● **TEKS LATIHAN**
+-------+
Kamis 12 Desember 2024

Pungut Biaya BPJS, RS Melinda 2 Minta Maaf

BANDUNG, FOKUSJabar.id: Manajemen Rumah Sakit Melinda mengakui adanya dua kali pungutan biaya terhadap pasien peserta BPJS Kesehatan. Namun, Manajer SDM dan Umum RS Melinda 2 Widi Poetra berkilah, permintaan pembayaran itu terjadi karena adanya kesalahan komunikasi antara petugasnya dengan pasien.

“Kalau pungutan biaya terhadap pasien itu karena miss komunikasi saja. Kami sudah mengembalikan penuh uang yang dibayarkan oleh pasien, sehingga masalah pembayaran sudah diselesaikan (dikembalikan). Mohon maaf sebelumnya atas peristiwa ini,” kata Widi saat dihubungi, Senin (11/5/2020).
+-------+
● **TUGAS ANDA**
Kutip bagian berita tentang pungutan biaya BPJS di RS Melinda 2 dari "BANDUNG, FOKUSJabar.id: Manajemen" sampai dengan "dihubungi, Senin (11/5/2020).", kedua batas itu ikut dikutip.

(Entri data hasil ekstraksi)
+-------+
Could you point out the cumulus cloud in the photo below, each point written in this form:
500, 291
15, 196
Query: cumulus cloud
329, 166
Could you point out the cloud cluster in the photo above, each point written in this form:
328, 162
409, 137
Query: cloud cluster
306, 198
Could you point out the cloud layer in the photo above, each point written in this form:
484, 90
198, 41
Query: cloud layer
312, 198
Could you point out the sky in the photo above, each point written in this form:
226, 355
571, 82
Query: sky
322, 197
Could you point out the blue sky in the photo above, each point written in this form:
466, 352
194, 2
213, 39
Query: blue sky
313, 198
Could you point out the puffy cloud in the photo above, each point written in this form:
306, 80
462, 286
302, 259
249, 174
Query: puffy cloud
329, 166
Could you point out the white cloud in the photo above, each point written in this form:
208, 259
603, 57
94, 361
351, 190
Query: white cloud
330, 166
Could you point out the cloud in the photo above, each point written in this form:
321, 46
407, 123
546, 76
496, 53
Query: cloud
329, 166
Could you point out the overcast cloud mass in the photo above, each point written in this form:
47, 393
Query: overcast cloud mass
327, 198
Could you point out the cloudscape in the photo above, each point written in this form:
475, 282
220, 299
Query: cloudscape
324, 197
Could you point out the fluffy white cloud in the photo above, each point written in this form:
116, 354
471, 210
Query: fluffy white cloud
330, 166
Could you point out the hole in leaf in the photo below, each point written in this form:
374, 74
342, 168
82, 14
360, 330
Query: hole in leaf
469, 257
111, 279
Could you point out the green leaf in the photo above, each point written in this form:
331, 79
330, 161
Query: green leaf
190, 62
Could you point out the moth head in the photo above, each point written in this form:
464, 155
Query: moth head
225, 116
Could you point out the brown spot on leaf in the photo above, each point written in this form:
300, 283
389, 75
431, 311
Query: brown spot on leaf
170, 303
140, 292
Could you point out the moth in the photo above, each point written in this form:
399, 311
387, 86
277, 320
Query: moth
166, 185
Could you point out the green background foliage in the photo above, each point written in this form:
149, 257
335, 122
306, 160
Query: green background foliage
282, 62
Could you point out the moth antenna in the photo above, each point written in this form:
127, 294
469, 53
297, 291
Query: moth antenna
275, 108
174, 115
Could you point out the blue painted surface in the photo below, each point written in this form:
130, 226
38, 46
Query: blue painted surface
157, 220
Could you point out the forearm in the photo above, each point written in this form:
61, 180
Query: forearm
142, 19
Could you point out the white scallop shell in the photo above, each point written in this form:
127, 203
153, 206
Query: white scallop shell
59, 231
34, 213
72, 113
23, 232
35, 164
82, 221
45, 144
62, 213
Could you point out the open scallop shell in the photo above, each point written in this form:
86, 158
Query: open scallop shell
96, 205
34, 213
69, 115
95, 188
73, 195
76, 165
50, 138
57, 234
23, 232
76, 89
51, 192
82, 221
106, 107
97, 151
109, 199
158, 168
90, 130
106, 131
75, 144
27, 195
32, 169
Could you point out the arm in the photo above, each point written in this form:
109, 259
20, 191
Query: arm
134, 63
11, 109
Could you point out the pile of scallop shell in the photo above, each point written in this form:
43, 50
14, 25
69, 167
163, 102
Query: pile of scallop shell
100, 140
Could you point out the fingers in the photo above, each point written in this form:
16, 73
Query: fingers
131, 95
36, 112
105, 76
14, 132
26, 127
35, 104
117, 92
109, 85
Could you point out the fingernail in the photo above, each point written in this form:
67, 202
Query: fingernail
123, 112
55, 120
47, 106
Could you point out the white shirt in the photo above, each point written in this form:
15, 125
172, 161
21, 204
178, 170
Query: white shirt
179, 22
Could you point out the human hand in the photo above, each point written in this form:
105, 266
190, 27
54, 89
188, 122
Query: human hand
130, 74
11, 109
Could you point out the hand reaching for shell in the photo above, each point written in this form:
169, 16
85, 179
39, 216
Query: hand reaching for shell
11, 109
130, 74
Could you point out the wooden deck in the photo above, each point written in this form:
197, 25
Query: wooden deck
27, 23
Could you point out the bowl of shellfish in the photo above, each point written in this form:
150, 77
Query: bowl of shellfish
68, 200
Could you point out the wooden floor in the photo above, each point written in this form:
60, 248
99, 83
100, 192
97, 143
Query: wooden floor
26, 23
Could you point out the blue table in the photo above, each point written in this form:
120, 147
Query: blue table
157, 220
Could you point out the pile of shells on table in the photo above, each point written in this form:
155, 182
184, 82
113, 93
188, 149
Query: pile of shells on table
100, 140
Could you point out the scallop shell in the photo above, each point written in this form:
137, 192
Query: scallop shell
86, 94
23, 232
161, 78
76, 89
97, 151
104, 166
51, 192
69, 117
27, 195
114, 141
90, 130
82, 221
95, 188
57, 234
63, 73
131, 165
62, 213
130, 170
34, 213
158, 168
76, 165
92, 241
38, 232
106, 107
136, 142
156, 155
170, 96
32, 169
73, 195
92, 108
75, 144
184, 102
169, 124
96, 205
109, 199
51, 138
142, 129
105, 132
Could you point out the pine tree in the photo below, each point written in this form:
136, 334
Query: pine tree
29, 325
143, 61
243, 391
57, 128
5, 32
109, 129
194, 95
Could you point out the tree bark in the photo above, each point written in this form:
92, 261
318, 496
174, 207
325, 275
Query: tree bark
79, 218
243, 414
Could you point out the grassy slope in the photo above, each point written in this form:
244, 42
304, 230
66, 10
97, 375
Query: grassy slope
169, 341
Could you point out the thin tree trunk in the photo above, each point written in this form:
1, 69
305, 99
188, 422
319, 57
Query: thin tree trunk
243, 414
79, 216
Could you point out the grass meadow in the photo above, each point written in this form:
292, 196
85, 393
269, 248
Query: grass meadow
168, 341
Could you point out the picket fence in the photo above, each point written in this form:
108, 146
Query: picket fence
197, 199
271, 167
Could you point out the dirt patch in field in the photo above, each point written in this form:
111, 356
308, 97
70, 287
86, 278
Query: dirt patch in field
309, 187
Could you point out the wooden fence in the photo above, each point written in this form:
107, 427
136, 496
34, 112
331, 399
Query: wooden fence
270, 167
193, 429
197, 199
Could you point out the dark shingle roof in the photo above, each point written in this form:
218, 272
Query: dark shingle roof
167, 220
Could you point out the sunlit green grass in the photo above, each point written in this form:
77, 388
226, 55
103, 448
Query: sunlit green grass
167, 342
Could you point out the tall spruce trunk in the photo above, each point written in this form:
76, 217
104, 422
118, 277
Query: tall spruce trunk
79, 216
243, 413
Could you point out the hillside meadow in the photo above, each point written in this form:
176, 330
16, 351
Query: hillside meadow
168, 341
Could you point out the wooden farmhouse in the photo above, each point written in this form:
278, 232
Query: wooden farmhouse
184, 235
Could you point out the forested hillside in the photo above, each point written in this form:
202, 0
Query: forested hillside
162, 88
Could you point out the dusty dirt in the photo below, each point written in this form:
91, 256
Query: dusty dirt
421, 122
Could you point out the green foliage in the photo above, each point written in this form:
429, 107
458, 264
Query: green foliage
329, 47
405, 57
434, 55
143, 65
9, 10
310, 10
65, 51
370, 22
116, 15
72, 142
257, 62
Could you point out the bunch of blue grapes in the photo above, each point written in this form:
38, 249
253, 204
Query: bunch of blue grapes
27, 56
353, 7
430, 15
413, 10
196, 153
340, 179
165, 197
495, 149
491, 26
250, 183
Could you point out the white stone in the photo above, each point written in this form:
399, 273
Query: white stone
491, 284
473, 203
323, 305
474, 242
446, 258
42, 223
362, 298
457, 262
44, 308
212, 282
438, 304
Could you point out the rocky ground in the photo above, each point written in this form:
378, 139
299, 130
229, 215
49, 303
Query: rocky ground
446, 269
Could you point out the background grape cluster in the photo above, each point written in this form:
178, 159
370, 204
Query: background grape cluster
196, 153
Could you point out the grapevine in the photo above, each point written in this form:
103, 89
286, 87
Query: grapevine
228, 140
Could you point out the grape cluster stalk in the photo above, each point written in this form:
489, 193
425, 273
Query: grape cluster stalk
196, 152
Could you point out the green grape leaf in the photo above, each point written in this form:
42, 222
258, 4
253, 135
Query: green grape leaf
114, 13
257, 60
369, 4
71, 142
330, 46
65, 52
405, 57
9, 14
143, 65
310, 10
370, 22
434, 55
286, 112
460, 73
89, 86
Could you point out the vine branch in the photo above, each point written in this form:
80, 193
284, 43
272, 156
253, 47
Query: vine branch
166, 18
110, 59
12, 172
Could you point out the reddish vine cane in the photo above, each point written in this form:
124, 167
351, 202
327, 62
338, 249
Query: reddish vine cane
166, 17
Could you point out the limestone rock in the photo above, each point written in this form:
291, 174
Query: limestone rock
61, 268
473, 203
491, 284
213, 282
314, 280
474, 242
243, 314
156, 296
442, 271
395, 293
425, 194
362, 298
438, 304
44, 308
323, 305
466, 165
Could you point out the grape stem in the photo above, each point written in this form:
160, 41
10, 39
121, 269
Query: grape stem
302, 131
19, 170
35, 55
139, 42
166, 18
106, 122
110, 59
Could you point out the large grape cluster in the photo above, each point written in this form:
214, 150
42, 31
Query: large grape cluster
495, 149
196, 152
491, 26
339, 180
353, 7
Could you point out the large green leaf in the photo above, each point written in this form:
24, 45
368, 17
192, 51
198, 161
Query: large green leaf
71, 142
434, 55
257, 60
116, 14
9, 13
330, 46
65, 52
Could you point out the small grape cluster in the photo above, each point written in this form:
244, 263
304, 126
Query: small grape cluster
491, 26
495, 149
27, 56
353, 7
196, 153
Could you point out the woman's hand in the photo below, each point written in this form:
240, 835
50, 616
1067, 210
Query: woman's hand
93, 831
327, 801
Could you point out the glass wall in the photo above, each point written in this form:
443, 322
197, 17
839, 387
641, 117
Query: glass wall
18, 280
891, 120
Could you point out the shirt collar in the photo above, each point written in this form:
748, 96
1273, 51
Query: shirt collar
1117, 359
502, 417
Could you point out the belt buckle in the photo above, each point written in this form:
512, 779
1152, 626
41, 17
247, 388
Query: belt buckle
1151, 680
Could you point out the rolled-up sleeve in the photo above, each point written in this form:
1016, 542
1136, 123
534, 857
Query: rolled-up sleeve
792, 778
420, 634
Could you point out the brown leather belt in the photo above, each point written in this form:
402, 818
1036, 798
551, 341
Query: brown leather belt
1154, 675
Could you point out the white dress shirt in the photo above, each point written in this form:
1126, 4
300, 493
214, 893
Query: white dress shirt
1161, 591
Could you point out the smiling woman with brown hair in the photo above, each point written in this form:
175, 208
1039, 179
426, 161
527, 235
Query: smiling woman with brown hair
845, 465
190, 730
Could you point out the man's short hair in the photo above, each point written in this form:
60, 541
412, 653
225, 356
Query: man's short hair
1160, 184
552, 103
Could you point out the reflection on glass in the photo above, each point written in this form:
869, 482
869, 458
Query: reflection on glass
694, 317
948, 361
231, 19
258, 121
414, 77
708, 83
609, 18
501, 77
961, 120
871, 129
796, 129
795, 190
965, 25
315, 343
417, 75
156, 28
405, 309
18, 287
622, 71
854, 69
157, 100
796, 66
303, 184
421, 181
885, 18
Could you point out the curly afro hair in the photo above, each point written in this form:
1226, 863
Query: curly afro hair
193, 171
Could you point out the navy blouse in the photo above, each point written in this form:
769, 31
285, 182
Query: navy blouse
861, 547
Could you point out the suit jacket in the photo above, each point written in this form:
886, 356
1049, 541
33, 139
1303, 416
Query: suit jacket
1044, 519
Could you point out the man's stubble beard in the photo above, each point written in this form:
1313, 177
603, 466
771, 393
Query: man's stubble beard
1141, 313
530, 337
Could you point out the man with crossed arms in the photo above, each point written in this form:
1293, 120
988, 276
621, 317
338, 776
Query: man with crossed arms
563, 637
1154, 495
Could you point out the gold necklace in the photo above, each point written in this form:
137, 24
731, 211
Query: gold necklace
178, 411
+-------+
● **JAWABAN ANDA**
BANDUNG, FOKUSJabar.id: Manajemen Rumah Sakit Melinda mengakui adanya dua kali pungutan biaya terhadap pasien peserta BPJS Kesehatan. Namun, Manajer SDM dan Umum RS Melinda 2 Widi Poetra berkilah, permintaan pembayaran itu terjadi karena adanya kesalahan komunikasi antara petugasnya dengan pasien.

“Kalau pungutan biaya terhadap pasien itu karena miss komunikasi saja. Kami sudah mengembalikan penuh uang yang dibayarkan oleh pasien, sehingga masalah pembayaran sudah diselesaikan (dikembalikan). Mohon maaf sebelumnya atas peristiwa ini,” kata Widi saat dihubungi, Senin (11/5/2020).